Set exercise
In the part of the data that opens with the line containing "the truck rear" and closes with the line containing "xmin=367 ymin=580 xmax=482 ymax=626", replace "virtual label" with "digital tag" and give those lines again with nothing else changed.

* start Given information *

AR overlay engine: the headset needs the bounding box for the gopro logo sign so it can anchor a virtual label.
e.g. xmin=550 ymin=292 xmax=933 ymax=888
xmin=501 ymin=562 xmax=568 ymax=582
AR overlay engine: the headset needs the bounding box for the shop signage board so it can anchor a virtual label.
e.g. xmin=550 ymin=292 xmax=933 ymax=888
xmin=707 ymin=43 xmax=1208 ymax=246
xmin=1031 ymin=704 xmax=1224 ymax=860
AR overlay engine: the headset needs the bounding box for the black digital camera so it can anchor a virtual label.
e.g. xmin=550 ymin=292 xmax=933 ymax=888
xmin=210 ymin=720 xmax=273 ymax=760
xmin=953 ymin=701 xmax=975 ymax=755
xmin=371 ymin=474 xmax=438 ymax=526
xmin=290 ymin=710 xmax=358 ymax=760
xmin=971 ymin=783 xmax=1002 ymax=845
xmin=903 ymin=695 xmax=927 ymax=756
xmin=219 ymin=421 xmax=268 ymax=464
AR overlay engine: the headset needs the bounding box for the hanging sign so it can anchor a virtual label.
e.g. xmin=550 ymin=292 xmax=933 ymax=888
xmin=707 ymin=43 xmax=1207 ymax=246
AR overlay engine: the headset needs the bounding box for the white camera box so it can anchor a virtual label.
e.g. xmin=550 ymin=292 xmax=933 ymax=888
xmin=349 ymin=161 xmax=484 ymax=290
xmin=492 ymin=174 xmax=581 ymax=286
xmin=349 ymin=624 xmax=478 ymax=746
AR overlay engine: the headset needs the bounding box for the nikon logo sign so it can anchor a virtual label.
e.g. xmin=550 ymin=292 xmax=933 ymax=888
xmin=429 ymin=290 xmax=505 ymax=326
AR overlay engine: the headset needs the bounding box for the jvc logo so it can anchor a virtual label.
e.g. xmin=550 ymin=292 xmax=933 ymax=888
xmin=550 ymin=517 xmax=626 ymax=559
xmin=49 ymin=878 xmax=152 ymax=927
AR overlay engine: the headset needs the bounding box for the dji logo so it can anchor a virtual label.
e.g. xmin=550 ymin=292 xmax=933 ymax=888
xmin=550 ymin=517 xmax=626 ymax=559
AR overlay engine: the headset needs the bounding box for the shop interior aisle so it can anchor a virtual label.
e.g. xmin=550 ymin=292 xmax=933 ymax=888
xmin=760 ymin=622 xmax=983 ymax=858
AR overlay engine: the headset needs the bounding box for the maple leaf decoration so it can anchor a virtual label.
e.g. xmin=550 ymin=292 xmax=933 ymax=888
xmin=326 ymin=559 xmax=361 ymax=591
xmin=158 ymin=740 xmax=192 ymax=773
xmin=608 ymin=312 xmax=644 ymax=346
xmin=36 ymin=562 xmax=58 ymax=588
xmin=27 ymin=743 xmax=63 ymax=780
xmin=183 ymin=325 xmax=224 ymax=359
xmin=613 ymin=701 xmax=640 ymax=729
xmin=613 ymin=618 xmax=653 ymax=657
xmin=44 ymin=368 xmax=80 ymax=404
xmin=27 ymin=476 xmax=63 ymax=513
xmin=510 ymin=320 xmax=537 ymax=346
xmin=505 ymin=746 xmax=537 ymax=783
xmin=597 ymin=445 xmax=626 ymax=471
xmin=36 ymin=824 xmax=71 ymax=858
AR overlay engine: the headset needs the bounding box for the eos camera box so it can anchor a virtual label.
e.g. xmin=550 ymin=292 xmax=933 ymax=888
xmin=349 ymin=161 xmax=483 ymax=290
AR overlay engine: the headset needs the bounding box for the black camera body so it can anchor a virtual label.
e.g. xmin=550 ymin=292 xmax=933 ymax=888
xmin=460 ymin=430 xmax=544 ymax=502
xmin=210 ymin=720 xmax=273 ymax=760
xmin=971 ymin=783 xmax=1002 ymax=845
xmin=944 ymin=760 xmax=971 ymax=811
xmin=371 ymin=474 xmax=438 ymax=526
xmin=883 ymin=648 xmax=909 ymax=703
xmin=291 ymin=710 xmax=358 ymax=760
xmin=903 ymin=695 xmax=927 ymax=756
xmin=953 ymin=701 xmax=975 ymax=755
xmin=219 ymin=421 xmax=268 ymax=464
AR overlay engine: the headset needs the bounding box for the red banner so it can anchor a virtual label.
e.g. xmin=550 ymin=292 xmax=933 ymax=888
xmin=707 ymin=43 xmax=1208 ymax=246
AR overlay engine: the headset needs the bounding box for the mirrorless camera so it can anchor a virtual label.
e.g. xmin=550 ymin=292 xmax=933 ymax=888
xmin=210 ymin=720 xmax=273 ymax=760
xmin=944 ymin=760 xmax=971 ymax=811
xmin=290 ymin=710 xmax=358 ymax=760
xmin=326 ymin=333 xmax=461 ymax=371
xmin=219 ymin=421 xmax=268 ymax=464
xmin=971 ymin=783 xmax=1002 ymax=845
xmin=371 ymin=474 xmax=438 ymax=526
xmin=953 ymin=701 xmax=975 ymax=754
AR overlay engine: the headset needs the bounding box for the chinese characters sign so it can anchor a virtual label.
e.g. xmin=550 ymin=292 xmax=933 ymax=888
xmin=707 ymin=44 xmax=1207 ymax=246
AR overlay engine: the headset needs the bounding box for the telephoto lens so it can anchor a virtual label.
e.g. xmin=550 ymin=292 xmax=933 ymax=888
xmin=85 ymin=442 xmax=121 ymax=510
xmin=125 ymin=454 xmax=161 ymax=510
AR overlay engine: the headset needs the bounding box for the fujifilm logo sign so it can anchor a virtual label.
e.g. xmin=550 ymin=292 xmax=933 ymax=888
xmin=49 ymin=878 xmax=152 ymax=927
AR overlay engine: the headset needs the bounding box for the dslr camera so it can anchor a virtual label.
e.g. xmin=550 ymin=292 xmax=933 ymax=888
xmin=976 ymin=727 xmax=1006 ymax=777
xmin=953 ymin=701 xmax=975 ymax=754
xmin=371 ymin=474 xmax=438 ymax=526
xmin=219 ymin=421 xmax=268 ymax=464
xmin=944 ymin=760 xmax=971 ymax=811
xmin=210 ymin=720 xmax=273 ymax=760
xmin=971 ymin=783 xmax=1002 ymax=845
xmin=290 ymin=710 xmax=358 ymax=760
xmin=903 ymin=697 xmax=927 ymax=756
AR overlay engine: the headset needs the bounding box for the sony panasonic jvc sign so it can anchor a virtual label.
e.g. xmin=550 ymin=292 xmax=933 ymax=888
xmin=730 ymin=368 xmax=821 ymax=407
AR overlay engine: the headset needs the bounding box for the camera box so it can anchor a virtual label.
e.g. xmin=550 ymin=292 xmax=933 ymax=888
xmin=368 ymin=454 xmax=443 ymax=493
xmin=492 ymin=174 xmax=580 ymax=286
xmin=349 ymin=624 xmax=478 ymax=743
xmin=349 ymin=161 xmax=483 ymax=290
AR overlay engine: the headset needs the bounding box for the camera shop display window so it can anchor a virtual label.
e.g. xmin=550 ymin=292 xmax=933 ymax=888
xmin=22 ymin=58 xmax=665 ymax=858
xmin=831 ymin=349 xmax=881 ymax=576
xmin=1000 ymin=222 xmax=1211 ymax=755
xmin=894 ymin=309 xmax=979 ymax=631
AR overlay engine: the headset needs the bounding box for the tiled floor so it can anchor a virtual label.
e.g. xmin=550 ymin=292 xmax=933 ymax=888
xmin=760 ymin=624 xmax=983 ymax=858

* end Given information *
* start Given information *

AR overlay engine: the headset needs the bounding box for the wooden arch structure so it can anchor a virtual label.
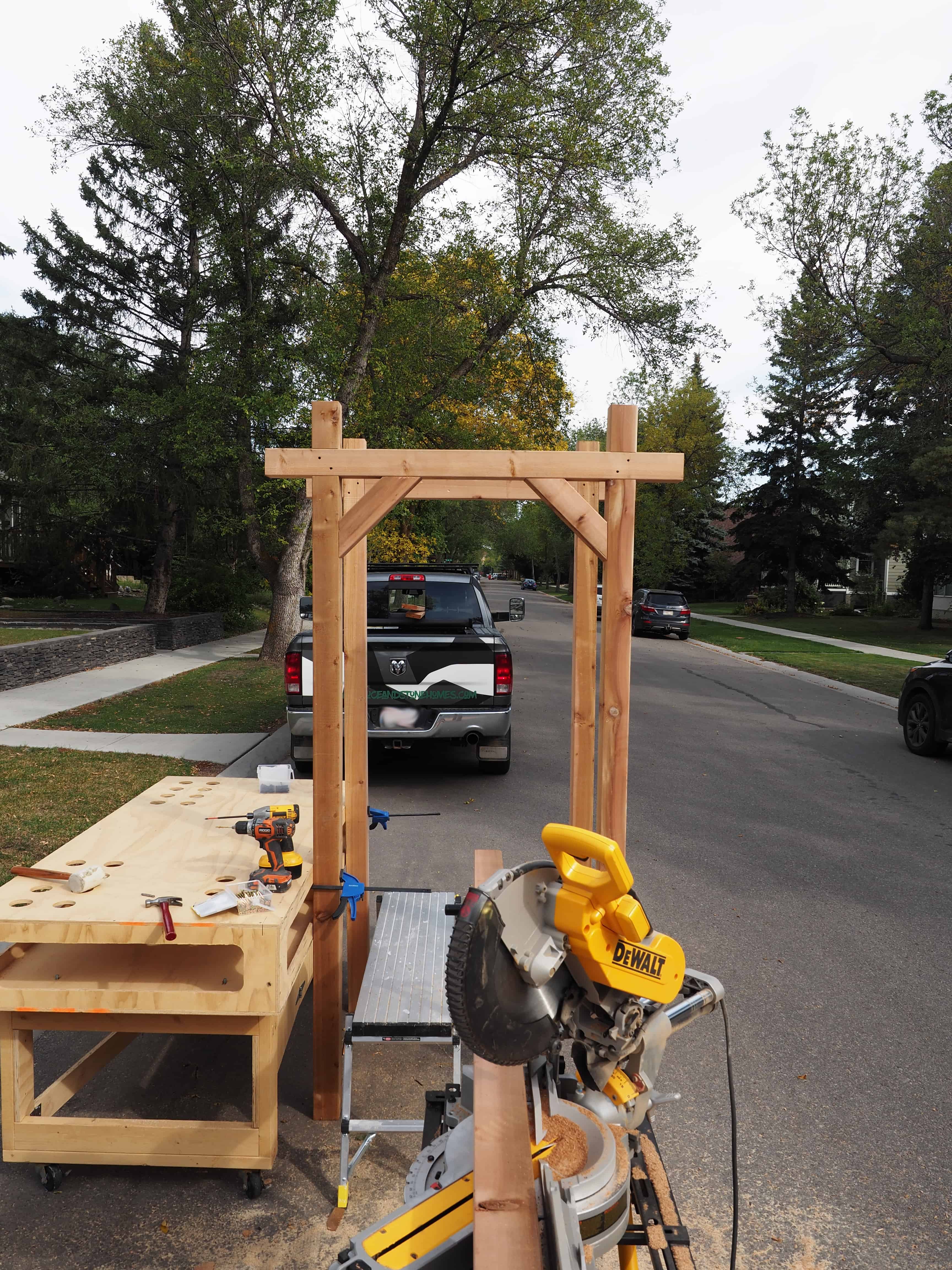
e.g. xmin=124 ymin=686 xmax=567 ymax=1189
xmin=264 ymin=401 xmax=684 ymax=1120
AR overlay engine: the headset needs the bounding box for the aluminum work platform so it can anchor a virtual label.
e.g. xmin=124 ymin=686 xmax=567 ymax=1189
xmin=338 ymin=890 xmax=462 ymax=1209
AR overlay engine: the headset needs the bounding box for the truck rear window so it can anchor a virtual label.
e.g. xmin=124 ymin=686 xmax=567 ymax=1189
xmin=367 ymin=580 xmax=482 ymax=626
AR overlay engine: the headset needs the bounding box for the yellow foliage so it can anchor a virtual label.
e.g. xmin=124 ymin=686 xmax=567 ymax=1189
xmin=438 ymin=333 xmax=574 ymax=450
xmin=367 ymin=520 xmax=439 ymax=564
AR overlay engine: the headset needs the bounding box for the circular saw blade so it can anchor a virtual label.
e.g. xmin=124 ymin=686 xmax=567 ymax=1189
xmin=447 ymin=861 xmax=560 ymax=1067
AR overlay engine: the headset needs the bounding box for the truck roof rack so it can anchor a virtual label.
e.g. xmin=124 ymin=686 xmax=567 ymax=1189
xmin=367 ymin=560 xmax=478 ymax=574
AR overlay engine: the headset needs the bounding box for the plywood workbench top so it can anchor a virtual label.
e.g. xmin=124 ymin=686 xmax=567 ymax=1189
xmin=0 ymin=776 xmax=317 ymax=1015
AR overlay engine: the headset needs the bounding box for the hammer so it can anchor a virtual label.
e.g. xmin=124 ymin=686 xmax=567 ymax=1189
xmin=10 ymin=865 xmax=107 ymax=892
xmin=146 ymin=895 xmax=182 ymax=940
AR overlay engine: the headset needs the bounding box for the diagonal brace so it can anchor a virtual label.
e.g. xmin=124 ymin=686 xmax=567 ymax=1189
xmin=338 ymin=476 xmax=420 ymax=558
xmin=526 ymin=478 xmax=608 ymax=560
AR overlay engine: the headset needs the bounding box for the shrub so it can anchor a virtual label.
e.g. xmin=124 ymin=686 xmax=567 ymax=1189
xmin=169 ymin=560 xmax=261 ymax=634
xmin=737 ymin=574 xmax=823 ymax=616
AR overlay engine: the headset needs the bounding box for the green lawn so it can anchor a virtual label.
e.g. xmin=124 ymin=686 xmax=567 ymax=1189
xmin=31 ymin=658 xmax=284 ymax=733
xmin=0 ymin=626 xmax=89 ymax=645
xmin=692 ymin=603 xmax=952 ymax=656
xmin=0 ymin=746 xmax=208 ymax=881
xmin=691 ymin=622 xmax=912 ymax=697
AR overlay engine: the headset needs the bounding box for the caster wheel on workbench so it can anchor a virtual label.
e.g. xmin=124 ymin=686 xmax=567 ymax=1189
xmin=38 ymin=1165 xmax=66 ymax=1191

* end Given information *
* start Given information *

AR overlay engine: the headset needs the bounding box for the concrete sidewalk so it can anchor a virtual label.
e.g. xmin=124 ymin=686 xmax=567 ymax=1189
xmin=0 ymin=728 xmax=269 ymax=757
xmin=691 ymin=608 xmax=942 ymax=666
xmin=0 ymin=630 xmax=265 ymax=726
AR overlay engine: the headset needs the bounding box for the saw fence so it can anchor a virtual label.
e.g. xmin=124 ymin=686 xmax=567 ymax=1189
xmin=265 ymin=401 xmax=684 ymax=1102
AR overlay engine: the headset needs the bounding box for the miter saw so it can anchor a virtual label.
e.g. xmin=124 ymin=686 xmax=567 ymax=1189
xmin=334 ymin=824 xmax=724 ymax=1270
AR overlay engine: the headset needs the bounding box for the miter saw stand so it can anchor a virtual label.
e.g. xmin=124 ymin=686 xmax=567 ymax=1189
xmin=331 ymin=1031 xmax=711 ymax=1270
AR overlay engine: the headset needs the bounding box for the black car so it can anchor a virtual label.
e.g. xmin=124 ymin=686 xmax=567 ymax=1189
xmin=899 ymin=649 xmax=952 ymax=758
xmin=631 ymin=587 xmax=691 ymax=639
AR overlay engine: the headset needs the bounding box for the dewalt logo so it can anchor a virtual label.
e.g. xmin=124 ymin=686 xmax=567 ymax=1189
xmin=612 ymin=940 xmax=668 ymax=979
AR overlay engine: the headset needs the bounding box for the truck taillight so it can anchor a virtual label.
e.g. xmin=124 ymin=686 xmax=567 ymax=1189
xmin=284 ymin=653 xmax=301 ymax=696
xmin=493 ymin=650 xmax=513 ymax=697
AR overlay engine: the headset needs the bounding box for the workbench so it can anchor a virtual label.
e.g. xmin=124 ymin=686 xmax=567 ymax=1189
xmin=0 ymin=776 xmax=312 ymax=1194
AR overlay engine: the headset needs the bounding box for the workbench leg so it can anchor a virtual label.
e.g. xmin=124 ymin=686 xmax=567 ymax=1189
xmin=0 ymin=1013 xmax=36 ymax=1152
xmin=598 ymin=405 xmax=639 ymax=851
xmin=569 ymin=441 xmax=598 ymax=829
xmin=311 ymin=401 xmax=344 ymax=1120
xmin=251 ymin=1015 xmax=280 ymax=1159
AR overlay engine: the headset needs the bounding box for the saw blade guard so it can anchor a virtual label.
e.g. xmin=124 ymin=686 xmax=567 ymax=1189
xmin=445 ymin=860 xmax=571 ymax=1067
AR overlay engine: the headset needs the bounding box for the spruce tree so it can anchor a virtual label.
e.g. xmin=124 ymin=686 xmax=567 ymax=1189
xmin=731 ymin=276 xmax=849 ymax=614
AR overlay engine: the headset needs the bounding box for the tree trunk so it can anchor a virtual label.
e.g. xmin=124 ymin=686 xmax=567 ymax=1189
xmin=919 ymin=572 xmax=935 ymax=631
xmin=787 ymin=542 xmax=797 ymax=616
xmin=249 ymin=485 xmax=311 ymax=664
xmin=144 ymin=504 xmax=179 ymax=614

* end Given information *

Task response
AR overlay engine: the headset needs the bounding box for the truck rear window so it can anchor a digital tag.
e.g. xmin=124 ymin=686 xmax=567 ymax=1189
xmin=367 ymin=580 xmax=482 ymax=626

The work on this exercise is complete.